PROBLEM: Below are some records; return each one exactly as written.

INPUT DATA:
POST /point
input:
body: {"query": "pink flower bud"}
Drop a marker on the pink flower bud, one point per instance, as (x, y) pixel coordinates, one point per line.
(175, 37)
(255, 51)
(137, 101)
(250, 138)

PROBLEM SOLUTION:
POST /point
input:
body: {"query": "pink flower bud"}
Drop a marker on the pink flower bud, one point per instance, as (x, y) pixel coordinates, one point per line.
(175, 37)
(255, 51)
(137, 101)
(250, 138)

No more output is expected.